Work to be completed ▸ Copy out word for word the lines of the records below, starting with the line that contains "Annotate the black" and continuing through the last line of the records.
::: Source material :::
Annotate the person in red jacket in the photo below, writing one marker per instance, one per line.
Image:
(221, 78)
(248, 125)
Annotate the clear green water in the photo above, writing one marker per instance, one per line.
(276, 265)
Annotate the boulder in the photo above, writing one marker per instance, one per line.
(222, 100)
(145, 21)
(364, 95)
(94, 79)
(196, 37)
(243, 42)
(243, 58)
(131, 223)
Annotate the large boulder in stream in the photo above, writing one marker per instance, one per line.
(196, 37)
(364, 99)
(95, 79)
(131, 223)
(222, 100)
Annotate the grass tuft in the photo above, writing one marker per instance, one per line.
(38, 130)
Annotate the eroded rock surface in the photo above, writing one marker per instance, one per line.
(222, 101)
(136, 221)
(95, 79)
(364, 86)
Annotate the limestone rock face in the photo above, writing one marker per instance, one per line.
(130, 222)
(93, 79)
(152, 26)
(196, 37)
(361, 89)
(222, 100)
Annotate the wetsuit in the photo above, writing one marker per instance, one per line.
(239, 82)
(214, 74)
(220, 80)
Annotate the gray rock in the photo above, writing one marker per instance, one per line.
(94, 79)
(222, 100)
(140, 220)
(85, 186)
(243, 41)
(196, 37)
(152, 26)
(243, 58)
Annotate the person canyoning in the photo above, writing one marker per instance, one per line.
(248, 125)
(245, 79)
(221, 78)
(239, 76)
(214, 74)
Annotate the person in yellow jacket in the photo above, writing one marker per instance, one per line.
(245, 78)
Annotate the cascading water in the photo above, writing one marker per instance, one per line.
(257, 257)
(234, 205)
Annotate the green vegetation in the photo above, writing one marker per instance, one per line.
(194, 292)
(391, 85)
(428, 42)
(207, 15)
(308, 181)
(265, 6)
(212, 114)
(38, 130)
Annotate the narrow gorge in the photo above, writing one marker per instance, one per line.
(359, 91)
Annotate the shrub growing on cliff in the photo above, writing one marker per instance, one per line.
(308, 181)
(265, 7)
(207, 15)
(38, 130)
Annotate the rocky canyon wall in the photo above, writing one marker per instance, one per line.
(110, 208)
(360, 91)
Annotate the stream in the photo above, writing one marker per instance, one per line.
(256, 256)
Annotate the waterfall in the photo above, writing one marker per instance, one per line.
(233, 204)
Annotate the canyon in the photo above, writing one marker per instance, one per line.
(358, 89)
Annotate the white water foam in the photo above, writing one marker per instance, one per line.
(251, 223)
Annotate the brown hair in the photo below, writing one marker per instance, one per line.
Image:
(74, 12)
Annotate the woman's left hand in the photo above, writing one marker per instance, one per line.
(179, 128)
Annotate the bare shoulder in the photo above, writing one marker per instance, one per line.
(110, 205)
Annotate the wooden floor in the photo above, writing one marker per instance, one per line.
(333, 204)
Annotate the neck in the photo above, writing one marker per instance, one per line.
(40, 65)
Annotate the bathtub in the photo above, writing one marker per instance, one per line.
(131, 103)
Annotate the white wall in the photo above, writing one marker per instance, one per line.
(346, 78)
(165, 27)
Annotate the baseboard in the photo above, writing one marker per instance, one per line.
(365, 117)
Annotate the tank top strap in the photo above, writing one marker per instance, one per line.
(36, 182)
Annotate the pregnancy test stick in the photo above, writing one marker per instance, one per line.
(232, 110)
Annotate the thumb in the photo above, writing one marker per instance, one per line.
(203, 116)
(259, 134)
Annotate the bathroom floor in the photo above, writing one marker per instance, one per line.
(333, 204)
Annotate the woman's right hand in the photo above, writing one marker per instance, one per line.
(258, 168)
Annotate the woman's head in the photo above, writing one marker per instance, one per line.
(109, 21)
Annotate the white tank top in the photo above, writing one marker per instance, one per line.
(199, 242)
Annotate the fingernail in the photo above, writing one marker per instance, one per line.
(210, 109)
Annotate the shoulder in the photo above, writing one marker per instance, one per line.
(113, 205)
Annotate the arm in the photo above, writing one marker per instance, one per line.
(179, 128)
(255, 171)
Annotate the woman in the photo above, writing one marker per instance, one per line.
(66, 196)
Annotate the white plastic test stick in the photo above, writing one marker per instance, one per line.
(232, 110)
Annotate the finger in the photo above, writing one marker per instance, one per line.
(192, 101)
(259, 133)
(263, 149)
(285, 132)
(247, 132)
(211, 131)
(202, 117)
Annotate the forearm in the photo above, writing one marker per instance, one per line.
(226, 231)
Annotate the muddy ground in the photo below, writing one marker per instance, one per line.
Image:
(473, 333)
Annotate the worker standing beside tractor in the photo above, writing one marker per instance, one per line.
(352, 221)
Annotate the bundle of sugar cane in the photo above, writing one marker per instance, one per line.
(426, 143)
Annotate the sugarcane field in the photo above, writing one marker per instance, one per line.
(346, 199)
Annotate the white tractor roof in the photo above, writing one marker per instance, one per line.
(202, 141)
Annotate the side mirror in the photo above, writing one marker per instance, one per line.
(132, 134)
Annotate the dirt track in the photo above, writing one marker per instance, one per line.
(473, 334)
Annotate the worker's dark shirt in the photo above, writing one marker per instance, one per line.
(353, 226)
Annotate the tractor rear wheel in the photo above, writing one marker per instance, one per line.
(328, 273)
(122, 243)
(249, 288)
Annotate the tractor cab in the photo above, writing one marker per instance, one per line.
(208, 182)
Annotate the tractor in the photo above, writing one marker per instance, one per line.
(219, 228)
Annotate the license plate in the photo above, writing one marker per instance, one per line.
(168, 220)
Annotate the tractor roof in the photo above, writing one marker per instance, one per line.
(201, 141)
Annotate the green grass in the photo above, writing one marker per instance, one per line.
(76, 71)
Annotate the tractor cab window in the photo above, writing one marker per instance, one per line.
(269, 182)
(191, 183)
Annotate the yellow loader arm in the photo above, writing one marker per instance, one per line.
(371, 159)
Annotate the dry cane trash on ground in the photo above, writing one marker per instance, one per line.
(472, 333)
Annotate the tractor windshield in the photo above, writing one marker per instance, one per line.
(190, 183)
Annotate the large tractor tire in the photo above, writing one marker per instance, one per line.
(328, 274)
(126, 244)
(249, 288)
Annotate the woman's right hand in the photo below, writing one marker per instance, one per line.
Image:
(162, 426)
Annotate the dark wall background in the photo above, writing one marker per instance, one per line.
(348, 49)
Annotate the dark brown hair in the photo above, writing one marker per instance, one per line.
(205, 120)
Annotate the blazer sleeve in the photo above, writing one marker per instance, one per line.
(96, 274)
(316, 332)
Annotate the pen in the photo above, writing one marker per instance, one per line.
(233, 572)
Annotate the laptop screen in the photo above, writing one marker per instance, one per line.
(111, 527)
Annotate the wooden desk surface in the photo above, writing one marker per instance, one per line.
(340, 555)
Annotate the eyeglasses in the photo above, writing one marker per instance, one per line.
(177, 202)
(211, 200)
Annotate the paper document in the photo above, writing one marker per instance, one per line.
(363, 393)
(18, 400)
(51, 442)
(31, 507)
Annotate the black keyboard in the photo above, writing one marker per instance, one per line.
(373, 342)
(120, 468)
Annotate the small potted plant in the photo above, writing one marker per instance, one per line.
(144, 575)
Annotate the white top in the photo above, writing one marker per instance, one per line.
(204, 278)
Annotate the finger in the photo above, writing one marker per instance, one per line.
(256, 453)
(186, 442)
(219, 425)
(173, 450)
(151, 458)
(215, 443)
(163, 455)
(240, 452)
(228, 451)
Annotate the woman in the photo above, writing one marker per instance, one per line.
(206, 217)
:::
Written reply ▸
Annotate the black keyboard in the photo above, writing one marker per instance, one per line.
(373, 342)
(120, 468)
Annotate the small potted plant in the photo above, writing one marker per instance, one per line.
(144, 575)
Annotate the white top in the photo above, writing one marker per instance, one per line.
(204, 278)
Annotate the finger in the photo above, writing one marker per instance, one per line.
(256, 453)
(186, 442)
(219, 425)
(173, 450)
(151, 458)
(215, 443)
(163, 455)
(240, 452)
(228, 451)
Annotate the woman in the photo above, writing one marker per instance, one per line.
(206, 217)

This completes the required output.